### [Prompt]
In full and without alteration, print the entries.
Entries supplied section start
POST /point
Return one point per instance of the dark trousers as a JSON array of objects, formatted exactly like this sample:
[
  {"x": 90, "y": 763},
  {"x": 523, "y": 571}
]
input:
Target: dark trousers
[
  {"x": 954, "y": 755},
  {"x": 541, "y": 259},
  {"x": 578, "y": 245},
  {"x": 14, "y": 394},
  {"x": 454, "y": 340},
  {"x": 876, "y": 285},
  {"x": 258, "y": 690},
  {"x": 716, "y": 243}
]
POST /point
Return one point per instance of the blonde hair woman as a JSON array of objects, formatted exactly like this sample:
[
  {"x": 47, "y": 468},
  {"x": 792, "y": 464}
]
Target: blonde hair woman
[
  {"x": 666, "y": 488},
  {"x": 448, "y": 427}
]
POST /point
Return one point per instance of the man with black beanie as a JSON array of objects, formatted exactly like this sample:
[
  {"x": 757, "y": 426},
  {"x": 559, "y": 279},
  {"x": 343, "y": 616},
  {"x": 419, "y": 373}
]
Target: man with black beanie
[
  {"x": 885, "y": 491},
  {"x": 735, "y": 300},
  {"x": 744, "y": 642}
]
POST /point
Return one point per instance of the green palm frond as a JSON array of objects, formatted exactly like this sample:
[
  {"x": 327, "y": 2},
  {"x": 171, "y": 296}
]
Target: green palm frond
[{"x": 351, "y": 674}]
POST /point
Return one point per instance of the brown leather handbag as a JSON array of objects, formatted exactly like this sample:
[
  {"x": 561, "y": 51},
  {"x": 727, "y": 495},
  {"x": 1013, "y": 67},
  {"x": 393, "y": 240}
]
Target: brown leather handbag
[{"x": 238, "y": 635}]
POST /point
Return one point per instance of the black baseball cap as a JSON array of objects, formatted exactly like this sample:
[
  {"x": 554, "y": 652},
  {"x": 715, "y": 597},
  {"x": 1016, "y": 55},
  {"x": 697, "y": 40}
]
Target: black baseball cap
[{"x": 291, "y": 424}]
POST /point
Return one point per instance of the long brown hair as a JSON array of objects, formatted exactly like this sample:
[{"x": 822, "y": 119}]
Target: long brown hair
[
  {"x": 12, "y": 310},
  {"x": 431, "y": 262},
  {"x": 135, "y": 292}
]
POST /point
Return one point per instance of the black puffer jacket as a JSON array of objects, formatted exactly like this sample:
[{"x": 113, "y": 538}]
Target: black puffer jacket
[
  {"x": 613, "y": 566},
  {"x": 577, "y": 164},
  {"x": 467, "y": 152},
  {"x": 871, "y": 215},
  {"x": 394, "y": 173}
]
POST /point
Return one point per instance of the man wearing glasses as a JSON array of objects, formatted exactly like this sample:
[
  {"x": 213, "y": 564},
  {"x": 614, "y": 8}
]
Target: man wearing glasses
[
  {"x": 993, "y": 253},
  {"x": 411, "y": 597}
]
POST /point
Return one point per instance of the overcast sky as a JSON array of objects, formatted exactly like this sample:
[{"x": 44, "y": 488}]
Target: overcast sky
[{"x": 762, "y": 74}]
Entries supplied section end
### [Your solution]
POST /point
Return one point per instance of the dark trousers as a JSON array of objects, formatted exactly like this sample:
[
  {"x": 90, "y": 763},
  {"x": 523, "y": 571}
]
input:
Target: dark trousers
[
  {"x": 954, "y": 755},
  {"x": 541, "y": 259},
  {"x": 578, "y": 245},
  {"x": 14, "y": 394},
  {"x": 454, "y": 340},
  {"x": 876, "y": 285},
  {"x": 258, "y": 690},
  {"x": 716, "y": 243}
]
POST /point
Return one point per instance of the blonde hair woman as a JSON array of objects, formatted exactly like this sample:
[
  {"x": 47, "y": 468},
  {"x": 792, "y": 464}
]
Target: blonde hair woman
[
  {"x": 666, "y": 488},
  {"x": 448, "y": 427}
]
POST /point
Return one point per instance of the man with black beanie as a JSON array of objects, formatted exactly like this sample:
[
  {"x": 757, "y": 426},
  {"x": 559, "y": 279},
  {"x": 343, "y": 616},
  {"x": 419, "y": 373}
]
Target: man with black beanie
[
  {"x": 885, "y": 491},
  {"x": 735, "y": 300},
  {"x": 744, "y": 642}
]
POST /point
Return one point per instance of the green palm frond as a JSON array of objects, formatted exactly like this sample:
[
  {"x": 327, "y": 2},
  {"x": 171, "y": 296}
]
Target: green palm frond
[{"x": 351, "y": 674}]
POST /point
Return one point per instance of the brown leather handbag as a JSON array of objects, formatted exactly like this sample:
[
  {"x": 561, "y": 51},
  {"x": 727, "y": 495},
  {"x": 1013, "y": 67},
  {"x": 393, "y": 240}
]
Target: brown leather handbag
[{"x": 238, "y": 635}]
POST /point
Return one point per instance of the black baseball cap as a JSON array of objects, formatted exactly like this sample:
[
  {"x": 554, "y": 652},
  {"x": 715, "y": 597},
  {"x": 1016, "y": 55},
  {"x": 697, "y": 40}
]
Target: black baseball cap
[{"x": 291, "y": 424}]
POST /point
Return one point per instance of the long brown hair as a JSON array of objects, formatted exactly like this sample:
[{"x": 822, "y": 119}]
Target: long brown hair
[
  {"x": 12, "y": 310},
  {"x": 431, "y": 262},
  {"x": 135, "y": 292}
]
POST /point
Return one point per instance of the black puffer jacket as a JSON array of objects, formatted exactly like this sample:
[{"x": 113, "y": 538}]
Target: black puffer jacket
[
  {"x": 613, "y": 566},
  {"x": 577, "y": 164},
  {"x": 467, "y": 152},
  {"x": 871, "y": 215},
  {"x": 394, "y": 173}
]
POST /point
Return one point per instance of the man wearing glasses as a JSON array of objects, formatted exactly like this sample:
[
  {"x": 213, "y": 564},
  {"x": 614, "y": 8}
]
Target: man wearing glasses
[
  {"x": 993, "y": 253},
  {"x": 411, "y": 597}
]
POST /point
Return one point per instance of the overcast sky as a JSON array of objects, formatted exactly like this sample:
[{"x": 44, "y": 488}]
Target: overcast sky
[{"x": 762, "y": 74}]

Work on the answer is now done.